- TASK TO COMPLETE: Each record is to be repeated exactly as it stands below.
━━━
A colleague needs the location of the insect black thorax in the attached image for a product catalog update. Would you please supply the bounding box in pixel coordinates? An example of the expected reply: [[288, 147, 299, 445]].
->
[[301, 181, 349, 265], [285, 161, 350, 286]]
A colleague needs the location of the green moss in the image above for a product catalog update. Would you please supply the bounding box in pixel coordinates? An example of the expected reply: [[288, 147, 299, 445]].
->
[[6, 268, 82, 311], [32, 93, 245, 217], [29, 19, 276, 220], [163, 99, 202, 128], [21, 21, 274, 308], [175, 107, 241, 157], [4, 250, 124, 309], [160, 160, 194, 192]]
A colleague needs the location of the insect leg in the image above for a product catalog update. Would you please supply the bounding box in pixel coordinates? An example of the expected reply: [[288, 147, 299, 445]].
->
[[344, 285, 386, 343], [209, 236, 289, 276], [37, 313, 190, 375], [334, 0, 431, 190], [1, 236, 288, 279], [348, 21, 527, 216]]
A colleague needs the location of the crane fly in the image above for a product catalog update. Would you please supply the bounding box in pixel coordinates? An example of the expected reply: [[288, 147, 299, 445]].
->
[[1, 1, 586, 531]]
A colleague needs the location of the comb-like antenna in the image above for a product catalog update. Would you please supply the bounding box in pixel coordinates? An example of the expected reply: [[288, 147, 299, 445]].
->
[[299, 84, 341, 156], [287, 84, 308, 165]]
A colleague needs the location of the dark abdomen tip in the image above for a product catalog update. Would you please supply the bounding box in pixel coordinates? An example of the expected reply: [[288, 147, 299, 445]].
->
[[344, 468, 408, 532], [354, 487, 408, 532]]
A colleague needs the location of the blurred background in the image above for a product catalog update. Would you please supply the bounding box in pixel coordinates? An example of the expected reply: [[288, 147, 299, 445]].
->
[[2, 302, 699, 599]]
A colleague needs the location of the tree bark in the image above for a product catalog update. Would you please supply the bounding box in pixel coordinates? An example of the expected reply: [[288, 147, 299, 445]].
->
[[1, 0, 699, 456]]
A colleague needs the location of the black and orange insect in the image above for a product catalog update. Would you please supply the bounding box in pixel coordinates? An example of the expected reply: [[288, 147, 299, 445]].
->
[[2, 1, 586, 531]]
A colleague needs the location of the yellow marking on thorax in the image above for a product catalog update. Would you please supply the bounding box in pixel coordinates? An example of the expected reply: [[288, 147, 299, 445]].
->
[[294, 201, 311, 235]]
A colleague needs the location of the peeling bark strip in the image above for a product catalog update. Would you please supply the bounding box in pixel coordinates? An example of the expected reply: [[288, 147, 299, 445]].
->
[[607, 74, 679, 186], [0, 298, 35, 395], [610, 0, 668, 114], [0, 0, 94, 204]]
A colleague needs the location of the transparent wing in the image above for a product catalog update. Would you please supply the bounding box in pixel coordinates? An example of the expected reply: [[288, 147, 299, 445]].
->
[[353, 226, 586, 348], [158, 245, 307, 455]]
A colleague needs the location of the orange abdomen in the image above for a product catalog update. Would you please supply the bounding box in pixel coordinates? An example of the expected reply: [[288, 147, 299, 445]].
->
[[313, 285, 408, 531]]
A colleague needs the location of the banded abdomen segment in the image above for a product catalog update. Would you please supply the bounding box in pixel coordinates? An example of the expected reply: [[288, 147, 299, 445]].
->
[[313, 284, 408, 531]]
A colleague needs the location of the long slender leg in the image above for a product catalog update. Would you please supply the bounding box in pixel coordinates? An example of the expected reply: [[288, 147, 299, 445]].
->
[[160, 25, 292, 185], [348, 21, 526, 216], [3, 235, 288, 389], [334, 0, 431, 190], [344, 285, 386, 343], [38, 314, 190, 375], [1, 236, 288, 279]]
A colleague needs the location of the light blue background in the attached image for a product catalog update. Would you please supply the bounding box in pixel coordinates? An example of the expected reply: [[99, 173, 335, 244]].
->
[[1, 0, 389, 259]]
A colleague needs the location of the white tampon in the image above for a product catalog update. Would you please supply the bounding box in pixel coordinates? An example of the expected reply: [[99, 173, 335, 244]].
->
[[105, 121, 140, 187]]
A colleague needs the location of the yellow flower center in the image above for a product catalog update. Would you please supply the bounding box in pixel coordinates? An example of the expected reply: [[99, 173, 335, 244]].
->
━━━
- EXERCISE RESULT:
A colleague needs the location of the insect black thorax in the attached image for a product catalog update. Would you please supply the bounding box in pixel coordinates? An example of the expected reply: [[288, 147, 299, 445]].
->
[[301, 181, 349, 265], [285, 161, 350, 286]]
A colleague needs the location of the green moss in the image above for a product catalog update. Would you please supply the bounding box in pixel coordinates? An example of the expected reply: [[288, 147, 299, 445]].
->
[[6, 268, 82, 311], [32, 93, 245, 217], [29, 19, 276, 220], [163, 99, 202, 128], [21, 21, 274, 308], [175, 107, 241, 157], [4, 250, 124, 309], [160, 160, 194, 192]]
A colleague needs the location of the insect leg in the image above for a product catalog update. Would you please supply the bounding box in pixel coordinates? An example of the expected reply: [[288, 147, 299, 445]].
->
[[344, 285, 386, 343], [209, 236, 289, 276], [37, 313, 190, 375], [334, 0, 431, 190], [1, 236, 288, 279], [348, 21, 527, 216]]
A colleague needs the location of the crane fly in the image above for a product catalog update. Would you please supply the bounding box in pixel coordinates? An example of the expected reply: [[288, 147, 299, 445]].
->
[[1, 1, 586, 531]]
A colleague needs the location of the comb-like antenna in the image above for a product catalog update. Would you please supply the bounding box in pixel coordinates? An example of the expected reply: [[288, 147, 299, 445]].
->
[[299, 84, 341, 156], [287, 84, 308, 165]]
A colleague needs the location of the dark abdomen tip in the image above for a product catalog update. Would you please supply the bounding box in pixel coordinates? An example of the expected reply: [[288, 147, 299, 445]].
->
[[344, 468, 408, 532], [354, 487, 408, 532]]
A colleague needs the location of the blurred background in the image above for a product catalog update. Would you please supply the bounding box in pixel coordinates? An example of the expected reply: [[288, 147, 299, 445]].
->
[[2, 302, 699, 599]]
A colleague needs the location of the tree bark in the image above for a product catalog update. Would you please supply the bounding box in pixel coordinates? An example of the expected reply: [[288, 147, 299, 445]].
->
[[1, 0, 699, 456]]
A colleague needs the location of the black and orange insect in the image above for a product catalog update. Would you please supply the bounding box in pixel coordinates? An example of the expected reply: [[288, 147, 299, 445]].
->
[[2, 1, 586, 531]]
A colleague needs the location of the yellow marking on thorax in the image above for a product catalog update. Would you please supply the bounding box in pixel coordinates? An example of the expected reply: [[288, 147, 299, 445]].
->
[[294, 201, 311, 235]]
A colleague needs the location of the peeling bark strip in the image above for a product catalog update. Would you please supply the bounding box in pixel coordinates? An example of the expected reply: [[288, 147, 299, 445]].
->
[[607, 74, 679, 186], [0, 298, 35, 395], [610, 0, 668, 114], [0, 0, 94, 204]]
A colleague needs the location of the transparent wing in the image above for a product catalog update. Would you please supply the bounding box in pixel coordinates? An example of the expected reply: [[288, 147, 299, 445]].
->
[[353, 226, 586, 348], [158, 245, 307, 455]]
A colleague needs the location of the orange abdomen in the image above for a product catalog update. Would you please supply the bounding box in pixel coordinates? An example of the expected reply: [[288, 147, 299, 445]].
->
[[313, 285, 408, 531]]
A colleague needs the location of the banded abdomen segment in the image above for a product catalog update. Would you please supply the bounding box in pixel coordinates? An example of the expected reply: [[288, 147, 299, 445]].
->
[[313, 284, 408, 531]]
A colleague needs the location of the long slender leg in the image above for a product catalog update. Would you please supply the bounding box in pixel coordinates? An example of the expected reply: [[288, 147, 299, 445]].
->
[[160, 25, 292, 185], [348, 21, 526, 216], [3, 235, 288, 389], [334, 0, 431, 190], [344, 285, 386, 343], [38, 314, 190, 375], [1, 236, 288, 279]]
A colleague needs the location of the light blue background in the attached image for a product catalog update. Would you please supply the bounding box in pixel coordinates? An example of the expected reply: [[99, 173, 335, 244]].
->
[[1, 0, 389, 259]]
A colleague needs the location of the white tampon in the image above for a product catalog update. Would you please supply the bounding box in pixel coordinates? An example of the expected reply: [[99, 173, 335, 244]].
->
[[105, 121, 140, 187]]
A colleague needs the location of the yellow flower center in the image above for a product catalog update. Would you please supply the bounding box in pixel coordinates? An example of the expected reply: [[99, 173, 335, 244]].
->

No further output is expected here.